• [WHAT YOU NEED TO DO]
Please return all the records exactly, with nothing left out.

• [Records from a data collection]
►
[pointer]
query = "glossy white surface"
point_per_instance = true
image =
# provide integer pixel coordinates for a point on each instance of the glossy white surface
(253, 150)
◄
• [RESPONSE AREA]
[pointer]
query = "glossy white surface"
point_per_instance = true
image =
# provide integer pixel coordinates for a point on each instance of the glossy white surface
(253, 150)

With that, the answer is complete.